▶ QUELLENAUSZUG:
Tinnitus entsteht im Gehirn

Sabine Gerbaulet Science Communication Centre - Abteilung Kommunikation
Technische Universität Darmstadt

    Laerm im Kopf - Tinnitus entsteht im Gehirn

    Neue Forschungsergebnisse aus dem Zoologischen Institut der TH Darmstadt

    Immer mehr Menschen leiden an Tinnitus. Das ist ein fuer den Betroffenen reales, fuer Mitmenschen unhoerbares Geraeusch (subjektiver Tinnitus). Nach offiziellen Schaetzungen fuehlen sich etwa 2,4 Millionen Deutsche durch ihren Tinnitus im Alltag belaestigt und etwa 400 000 von ihnen leiden unter einer wesentlichen Beeintraechtigung der Lebensqualitaet. Als subjektives Phaenomen ist Tinnitus naturwissenschaftlichen Untersuchungsmethoden nur beschraenkt zugaenglich. Welche Veraenderungen im Hoersystem Tinnitus bewirken, ist daher noch weitgehen ungeklaert. Fuer eine Therapie und Praevention ist die Aufklaerung der tinnitus-gerierenden Ereignisse jedoch aeusserst wichtig. Am Zoologischen Institut der TH Darmstadt wird an dieser Aufklaerung in einem vom BMBF im Rahmen des Programms "Forschung im Dienste der Gesundheit" gefoerderten Projekt geforscht.

▶ BEREITGESTELLTE DATEN:

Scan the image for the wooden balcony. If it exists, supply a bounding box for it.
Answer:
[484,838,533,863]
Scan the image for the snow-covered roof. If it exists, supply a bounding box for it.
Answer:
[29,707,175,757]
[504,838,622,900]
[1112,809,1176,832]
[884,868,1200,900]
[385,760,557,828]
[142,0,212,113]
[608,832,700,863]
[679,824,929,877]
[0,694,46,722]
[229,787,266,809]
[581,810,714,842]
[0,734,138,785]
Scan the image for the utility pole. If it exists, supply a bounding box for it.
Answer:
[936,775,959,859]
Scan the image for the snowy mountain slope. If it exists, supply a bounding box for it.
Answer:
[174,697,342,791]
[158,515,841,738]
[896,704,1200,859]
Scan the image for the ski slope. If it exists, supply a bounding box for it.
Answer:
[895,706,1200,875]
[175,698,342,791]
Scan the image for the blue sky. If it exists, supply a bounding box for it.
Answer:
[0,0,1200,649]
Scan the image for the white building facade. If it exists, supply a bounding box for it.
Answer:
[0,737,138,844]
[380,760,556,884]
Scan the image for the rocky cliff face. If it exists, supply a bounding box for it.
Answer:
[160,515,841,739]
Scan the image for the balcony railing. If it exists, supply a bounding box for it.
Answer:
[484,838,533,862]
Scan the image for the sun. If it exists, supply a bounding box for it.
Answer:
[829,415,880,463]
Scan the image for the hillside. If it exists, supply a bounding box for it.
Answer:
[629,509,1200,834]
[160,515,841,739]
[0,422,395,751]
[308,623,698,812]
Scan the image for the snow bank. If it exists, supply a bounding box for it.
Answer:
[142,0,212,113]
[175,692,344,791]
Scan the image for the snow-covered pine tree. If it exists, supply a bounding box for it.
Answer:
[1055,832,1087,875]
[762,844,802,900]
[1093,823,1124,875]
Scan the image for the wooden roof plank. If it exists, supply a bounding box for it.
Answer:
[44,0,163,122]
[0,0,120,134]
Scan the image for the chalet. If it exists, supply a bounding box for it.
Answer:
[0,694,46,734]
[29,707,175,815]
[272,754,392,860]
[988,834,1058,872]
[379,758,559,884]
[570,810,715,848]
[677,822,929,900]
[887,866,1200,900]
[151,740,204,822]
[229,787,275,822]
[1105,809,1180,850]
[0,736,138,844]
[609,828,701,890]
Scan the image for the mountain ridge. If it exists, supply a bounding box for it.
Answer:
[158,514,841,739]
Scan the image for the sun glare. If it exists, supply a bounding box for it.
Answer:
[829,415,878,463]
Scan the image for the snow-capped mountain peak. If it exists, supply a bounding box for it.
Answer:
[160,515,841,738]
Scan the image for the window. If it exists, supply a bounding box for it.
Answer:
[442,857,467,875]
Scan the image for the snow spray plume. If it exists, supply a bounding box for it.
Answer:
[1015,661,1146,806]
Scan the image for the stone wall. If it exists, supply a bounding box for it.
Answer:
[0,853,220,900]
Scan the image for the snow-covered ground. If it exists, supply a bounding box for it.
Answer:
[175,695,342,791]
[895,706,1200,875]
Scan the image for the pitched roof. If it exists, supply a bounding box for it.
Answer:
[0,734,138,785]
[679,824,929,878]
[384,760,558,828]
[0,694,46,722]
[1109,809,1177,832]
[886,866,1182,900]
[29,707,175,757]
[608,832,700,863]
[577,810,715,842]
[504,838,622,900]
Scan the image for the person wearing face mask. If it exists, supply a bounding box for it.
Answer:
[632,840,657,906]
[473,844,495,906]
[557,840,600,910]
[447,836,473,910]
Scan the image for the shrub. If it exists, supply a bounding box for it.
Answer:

▶ GELESENES ANWENDEN:
1 > Beantworte anhand des Quellenauszugs zum Tinnitus die folgenden Fragen:
(a) Wie viele Deutsche fühlen sich nach offiziellen Schätzungen durch ihren Tinnitus im Alltag belästigt?
(b) An welchem Institut wird zur Entstehung von Tinnitus geforscht?
(c) Im Rahmen welchen Programms fördert das BMBF das Projekt?
2 > Gib den Abschnitt des Quellenauszugs zum Tinnitus zwischen „Immer mehr Menschen“ und „gefoerderten Projekt geforscht.“, jeweils einschließlich, wortgetreu wieder.

▶ ERGEBNISSE DER ÜBUNG:
1 >
(a) Etwa 2,4 Millionen.
(b) Am Zoologischen Institut der TH Darmstadt.
(c) Im Rahmen des Programms „Forschung im Dienste der Gesundheit“.

2 >
Immer mehr Menschen leiden an Tinnitus. Das ist ein fuer den Betroffenen reales, fuer Mitmenschen unhoerbares Geraeusch (subjektiver Tinnitus). Nach offiziellen Schaetzungen fuehlen sich etwa 2,4 Millionen Deutsche durch ihren Tinnitus im Alltag belaestigt und etwa 400 000 von ihnen leiden unter einer wesentlichen Beeintraechtigung der Lebensqualitaet. Als subjektives Phaenomen ist Tinnitus naturwissenschaftlichen Untersuchungsmethoden nur beschraenkt zugaenglich. Welche Veraenderungen im Hoersystem Tinnitus bewirken, ist daher noch weitgehen ungeklaert. Fuer eine Therapie und Praevention ist die Aufklaerung der tinnitus-gerierenden Ereignisse jedoch aeusserst wichtig. Am Zoologischen Institut der TH Darmstadt wird an dieser Aufklaerung in einem vom BMBF im Rahmen des Programms "Forschung im Dienste der Gesundheit" gefoerderten Projekt geforscht.